TAREAS>
- 1) Copia literalmente, del texto sobre el fuego, el pasaje que va desde "Y sin embargo" hasta "tanto se habla?".
- 2) Presenta como lista numerada, sin incluir líneas en blanco, solo las líneas de los registros que van desde la que contiene "of the glass" hasta la que contiene "Target: glass storefront window", ambas incluidas.

No siempre ha sido una cosa fácil el "encender fuego".

Y sin embargo el fuego es una de las mayores necesidades de la vida humana; y el hombre queda muy pronto reducido al más miserable estado cuando no tiene fuego para calentarse y para cocer sus alimentos.

En una narración de viaje hemos leido que al llegar ciertos navegantes á las costas de una pequeña isla de la Oceanía, encontraron a los últimos de sus salvajes habitantes en un estado muy próximo a la agonía, porque hacia seis ú ocho meses que habian perdido el fuego en dicha isla y no sabian cómo encenderlo de nuevo. ¿Carecian acaso de los dos troncos inflamables de que tanto se habla?

Cuando residimos en el país de los Lecos, tribu india que vive orillas del Mapiri, uno de los afluentes del Amazonas, tratamos en vano de que ejecutaran á nuestra vista la operación que consiste en encender fuego frotando dos pedazos de madera uno sobre otro.

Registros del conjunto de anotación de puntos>
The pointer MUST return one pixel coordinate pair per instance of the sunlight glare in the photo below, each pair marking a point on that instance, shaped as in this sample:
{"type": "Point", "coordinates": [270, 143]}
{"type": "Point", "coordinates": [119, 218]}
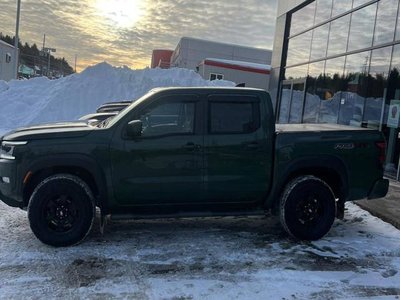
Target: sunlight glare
{"type": "Point", "coordinates": [123, 13]}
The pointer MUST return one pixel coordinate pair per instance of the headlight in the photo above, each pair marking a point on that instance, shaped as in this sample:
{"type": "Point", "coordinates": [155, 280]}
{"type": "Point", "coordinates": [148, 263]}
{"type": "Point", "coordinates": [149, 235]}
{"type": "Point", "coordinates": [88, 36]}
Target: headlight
{"type": "Point", "coordinates": [7, 149]}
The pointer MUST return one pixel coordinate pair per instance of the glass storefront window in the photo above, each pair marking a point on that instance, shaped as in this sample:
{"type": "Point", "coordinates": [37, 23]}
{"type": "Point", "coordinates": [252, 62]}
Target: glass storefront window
{"type": "Point", "coordinates": [319, 42]}
{"type": "Point", "coordinates": [286, 92]}
{"type": "Point", "coordinates": [357, 3]}
{"type": "Point", "coordinates": [314, 93]}
{"type": "Point", "coordinates": [338, 35]}
{"type": "Point", "coordinates": [397, 38]}
{"type": "Point", "coordinates": [330, 90]}
{"type": "Point", "coordinates": [297, 104]}
{"type": "Point", "coordinates": [377, 82]}
{"type": "Point", "coordinates": [303, 18]}
{"type": "Point", "coordinates": [340, 7]}
{"type": "Point", "coordinates": [362, 28]}
{"type": "Point", "coordinates": [352, 99]}
{"type": "Point", "coordinates": [385, 21]}
{"type": "Point", "coordinates": [299, 49]}
{"type": "Point", "coordinates": [392, 93]}
{"type": "Point", "coordinates": [323, 11]}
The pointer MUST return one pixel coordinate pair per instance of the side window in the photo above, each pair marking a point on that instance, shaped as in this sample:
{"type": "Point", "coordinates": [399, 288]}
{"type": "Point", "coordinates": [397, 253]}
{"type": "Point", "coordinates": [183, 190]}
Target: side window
{"type": "Point", "coordinates": [233, 115]}
{"type": "Point", "coordinates": [214, 76]}
{"type": "Point", "coordinates": [168, 118]}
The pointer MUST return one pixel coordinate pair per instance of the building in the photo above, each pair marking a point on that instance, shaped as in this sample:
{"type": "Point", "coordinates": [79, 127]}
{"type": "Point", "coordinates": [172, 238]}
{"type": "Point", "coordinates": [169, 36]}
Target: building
{"type": "Point", "coordinates": [7, 56]}
{"type": "Point", "coordinates": [190, 52]}
{"type": "Point", "coordinates": [338, 61]}
{"type": "Point", "coordinates": [248, 74]}
{"type": "Point", "coordinates": [161, 58]}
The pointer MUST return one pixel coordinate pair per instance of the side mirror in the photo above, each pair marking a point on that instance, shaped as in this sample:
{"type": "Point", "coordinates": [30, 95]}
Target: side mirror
{"type": "Point", "coordinates": [134, 128]}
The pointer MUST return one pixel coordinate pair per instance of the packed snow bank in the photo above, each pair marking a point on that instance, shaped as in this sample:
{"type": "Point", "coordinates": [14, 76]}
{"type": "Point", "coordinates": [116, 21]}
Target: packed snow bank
{"type": "Point", "coordinates": [41, 100]}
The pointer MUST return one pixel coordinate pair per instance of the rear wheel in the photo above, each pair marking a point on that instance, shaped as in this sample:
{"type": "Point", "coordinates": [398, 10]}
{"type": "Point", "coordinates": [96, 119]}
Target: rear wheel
{"type": "Point", "coordinates": [307, 208]}
{"type": "Point", "coordinates": [61, 210]}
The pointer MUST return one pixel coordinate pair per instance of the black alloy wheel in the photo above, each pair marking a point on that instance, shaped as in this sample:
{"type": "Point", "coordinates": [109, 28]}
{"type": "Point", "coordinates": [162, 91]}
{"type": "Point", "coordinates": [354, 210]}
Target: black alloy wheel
{"type": "Point", "coordinates": [61, 210]}
{"type": "Point", "coordinates": [307, 208]}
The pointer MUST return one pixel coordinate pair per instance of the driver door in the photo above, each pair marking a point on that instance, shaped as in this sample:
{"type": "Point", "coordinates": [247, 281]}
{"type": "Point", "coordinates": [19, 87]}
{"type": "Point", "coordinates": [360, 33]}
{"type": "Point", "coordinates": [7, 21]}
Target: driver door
{"type": "Point", "coordinates": [164, 165]}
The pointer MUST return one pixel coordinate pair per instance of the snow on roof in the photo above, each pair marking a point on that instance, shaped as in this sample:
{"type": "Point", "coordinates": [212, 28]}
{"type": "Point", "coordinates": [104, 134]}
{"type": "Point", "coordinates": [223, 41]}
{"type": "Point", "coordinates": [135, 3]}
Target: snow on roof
{"type": "Point", "coordinates": [6, 44]}
{"type": "Point", "coordinates": [239, 63]}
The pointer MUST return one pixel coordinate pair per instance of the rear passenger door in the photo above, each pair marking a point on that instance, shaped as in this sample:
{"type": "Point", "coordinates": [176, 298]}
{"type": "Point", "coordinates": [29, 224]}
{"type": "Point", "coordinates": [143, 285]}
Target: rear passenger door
{"type": "Point", "coordinates": [237, 159]}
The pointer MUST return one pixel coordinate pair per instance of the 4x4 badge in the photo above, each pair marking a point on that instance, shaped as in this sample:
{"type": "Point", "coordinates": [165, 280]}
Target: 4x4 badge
{"type": "Point", "coordinates": [346, 146]}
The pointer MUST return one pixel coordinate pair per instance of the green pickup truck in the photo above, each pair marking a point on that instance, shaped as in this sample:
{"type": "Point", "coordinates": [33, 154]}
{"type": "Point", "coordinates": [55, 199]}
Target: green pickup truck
{"type": "Point", "coordinates": [189, 152]}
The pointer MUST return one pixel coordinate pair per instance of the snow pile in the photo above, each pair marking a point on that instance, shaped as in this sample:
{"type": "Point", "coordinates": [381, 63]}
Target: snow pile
{"type": "Point", "coordinates": [41, 100]}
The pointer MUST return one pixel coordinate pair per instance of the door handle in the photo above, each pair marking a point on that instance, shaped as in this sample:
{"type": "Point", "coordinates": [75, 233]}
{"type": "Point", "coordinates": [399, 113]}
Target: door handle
{"type": "Point", "coordinates": [191, 146]}
{"type": "Point", "coordinates": [253, 145]}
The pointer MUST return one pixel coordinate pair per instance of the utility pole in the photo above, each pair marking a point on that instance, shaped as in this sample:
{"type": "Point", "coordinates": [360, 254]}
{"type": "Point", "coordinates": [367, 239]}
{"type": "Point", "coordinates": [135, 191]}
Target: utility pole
{"type": "Point", "coordinates": [17, 39]}
{"type": "Point", "coordinates": [42, 53]}
{"type": "Point", "coordinates": [48, 51]}
{"type": "Point", "coordinates": [76, 57]}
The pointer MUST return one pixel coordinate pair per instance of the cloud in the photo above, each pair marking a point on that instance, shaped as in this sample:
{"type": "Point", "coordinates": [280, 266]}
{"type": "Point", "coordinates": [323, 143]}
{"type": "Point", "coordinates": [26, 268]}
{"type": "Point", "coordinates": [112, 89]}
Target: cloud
{"type": "Point", "coordinates": [78, 27]}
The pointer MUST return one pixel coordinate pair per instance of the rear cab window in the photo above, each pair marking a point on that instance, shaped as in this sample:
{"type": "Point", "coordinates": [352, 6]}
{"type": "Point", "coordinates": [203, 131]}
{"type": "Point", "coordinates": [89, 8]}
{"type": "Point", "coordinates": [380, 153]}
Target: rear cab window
{"type": "Point", "coordinates": [233, 114]}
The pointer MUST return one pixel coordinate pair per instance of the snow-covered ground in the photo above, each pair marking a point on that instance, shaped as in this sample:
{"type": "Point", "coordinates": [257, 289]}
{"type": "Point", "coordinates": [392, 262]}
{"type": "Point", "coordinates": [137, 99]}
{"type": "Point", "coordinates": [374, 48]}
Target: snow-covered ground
{"type": "Point", "coordinates": [202, 258]}
{"type": "Point", "coordinates": [41, 100]}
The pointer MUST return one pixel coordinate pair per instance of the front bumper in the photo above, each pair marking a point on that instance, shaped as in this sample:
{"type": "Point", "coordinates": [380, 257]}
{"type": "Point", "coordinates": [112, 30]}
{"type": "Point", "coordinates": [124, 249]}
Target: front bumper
{"type": "Point", "coordinates": [8, 187]}
{"type": "Point", "coordinates": [379, 189]}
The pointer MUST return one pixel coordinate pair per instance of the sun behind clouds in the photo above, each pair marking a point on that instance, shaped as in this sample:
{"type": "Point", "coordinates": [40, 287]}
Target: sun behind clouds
{"type": "Point", "coordinates": [122, 13]}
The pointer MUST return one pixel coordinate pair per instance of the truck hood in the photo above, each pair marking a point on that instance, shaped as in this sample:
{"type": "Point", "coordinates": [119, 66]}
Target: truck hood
{"type": "Point", "coordinates": [50, 131]}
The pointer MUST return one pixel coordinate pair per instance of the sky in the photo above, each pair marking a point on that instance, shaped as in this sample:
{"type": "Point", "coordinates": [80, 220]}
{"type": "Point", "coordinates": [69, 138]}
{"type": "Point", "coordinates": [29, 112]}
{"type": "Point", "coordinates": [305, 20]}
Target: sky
{"type": "Point", "coordinates": [124, 32]}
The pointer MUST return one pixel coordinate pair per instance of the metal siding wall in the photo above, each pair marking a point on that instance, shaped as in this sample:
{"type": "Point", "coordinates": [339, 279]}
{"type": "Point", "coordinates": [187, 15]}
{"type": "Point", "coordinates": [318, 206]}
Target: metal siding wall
{"type": "Point", "coordinates": [255, 80]}
{"type": "Point", "coordinates": [193, 51]}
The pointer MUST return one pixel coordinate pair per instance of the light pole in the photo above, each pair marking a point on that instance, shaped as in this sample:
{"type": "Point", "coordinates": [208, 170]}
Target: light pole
{"type": "Point", "coordinates": [48, 51]}
{"type": "Point", "coordinates": [17, 39]}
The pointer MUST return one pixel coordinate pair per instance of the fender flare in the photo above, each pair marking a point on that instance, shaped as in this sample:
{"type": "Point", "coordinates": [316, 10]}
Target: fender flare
{"type": "Point", "coordinates": [325, 162]}
{"type": "Point", "coordinates": [75, 161]}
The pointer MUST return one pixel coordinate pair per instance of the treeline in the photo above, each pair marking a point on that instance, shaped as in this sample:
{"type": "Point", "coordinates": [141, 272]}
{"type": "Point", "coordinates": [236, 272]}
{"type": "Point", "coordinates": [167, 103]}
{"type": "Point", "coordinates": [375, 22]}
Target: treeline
{"type": "Point", "coordinates": [31, 57]}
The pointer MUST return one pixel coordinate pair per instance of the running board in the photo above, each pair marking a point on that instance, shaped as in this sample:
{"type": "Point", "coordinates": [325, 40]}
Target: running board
{"type": "Point", "coordinates": [120, 217]}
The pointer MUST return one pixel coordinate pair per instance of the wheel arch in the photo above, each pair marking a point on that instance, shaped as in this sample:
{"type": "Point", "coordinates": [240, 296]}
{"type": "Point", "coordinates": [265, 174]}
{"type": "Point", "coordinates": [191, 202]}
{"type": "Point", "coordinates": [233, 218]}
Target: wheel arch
{"type": "Point", "coordinates": [330, 169]}
{"type": "Point", "coordinates": [79, 165]}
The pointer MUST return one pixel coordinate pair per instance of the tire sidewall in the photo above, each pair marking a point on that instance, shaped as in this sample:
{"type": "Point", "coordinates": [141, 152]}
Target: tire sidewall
{"type": "Point", "coordinates": [294, 192]}
{"type": "Point", "coordinates": [82, 199]}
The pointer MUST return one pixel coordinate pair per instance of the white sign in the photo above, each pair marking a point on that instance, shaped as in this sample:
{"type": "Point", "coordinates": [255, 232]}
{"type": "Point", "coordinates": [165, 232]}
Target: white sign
{"type": "Point", "coordinates": [394, 114]}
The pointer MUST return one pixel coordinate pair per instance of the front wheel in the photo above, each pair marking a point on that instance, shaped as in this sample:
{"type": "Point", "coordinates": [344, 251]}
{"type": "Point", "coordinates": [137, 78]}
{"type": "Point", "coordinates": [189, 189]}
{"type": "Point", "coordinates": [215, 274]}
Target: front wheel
{"type": "Point", "coordinates": [61, 210]}
{"type": "Point", "coordinates": [307, 208]}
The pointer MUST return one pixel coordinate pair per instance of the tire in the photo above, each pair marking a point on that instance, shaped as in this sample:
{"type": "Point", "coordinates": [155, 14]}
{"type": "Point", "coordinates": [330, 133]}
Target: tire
{"type": "Point", "coordinates": [61, 210]}
{"type": "Point", "coordinates": [307, 208]}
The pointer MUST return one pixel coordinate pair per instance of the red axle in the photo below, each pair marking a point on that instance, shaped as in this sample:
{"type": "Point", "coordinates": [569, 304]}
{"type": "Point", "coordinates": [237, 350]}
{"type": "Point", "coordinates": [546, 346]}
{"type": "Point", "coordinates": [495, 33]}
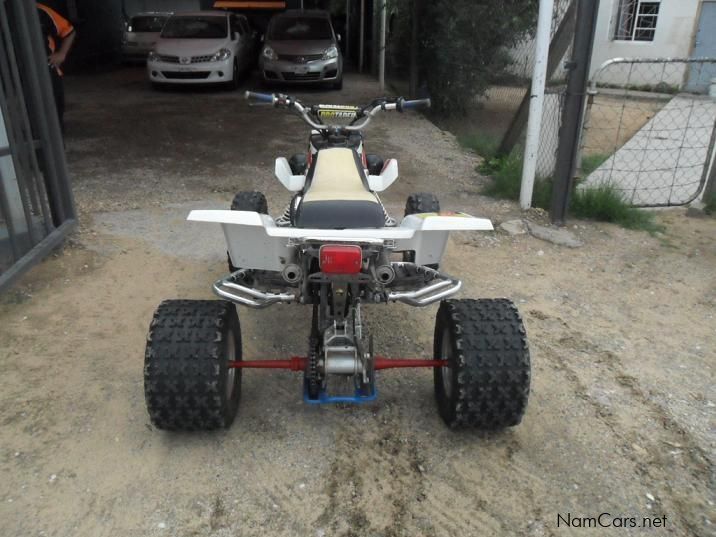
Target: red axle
{"type": "Point", "coordinates": [298, 363]}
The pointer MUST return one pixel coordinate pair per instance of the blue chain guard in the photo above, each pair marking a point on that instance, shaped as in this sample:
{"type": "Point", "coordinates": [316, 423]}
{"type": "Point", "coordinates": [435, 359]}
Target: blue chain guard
{"type": "Point", "coordinates": [324, 398]}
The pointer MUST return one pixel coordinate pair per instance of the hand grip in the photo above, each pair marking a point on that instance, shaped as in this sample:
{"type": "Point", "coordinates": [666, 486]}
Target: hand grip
{"type": "Point", "coordinates": [417, 103]}
{"type": "Point", "coordinates": [261, 97]}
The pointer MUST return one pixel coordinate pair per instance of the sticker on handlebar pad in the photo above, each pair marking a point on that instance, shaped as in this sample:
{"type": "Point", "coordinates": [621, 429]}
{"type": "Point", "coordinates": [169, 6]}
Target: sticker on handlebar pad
{"type": "Point", "coordinates": [337, 111]}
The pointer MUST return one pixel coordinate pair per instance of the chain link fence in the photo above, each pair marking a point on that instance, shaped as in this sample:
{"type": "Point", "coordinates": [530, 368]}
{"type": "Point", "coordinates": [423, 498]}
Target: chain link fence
{"type": "Point", "coordinates": [649, 130]}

RESULTADOS>
- 1)
Y sin embargo el fuego es una de las mayores necesidades de la vida humana; y el hombre queda muy pronto reducido al más miserable estado cuando no tiene fuego para calentarse y para cocer sus alimentos.

En una narración de viaje hemos leido que al llegar ciertos navegantes á las costas de una pequeña isla de la Oceanía, encontraron a los últimos de sus salvajes habitantes en un estado muy próximo a la agonía, porque hacia seis ú ocho meses que habian perdido el fuego en dicha isla y no sabian cómo encenderlo de nuevo. ¿Carecian acaso de los dos troncos inflamables de que tanto se habla?

- 2)
1. The pointer MUST return one pixel coordinate pair per instance of the glass storefront window in the photo above, each pair marking a point on that instance, shaped as in this sample:
2. {"type": "Point", "coordinates": [37, 23]}
3. {"type": "Point", "coordinates": [252, 62]}
4. Target: glass storefront window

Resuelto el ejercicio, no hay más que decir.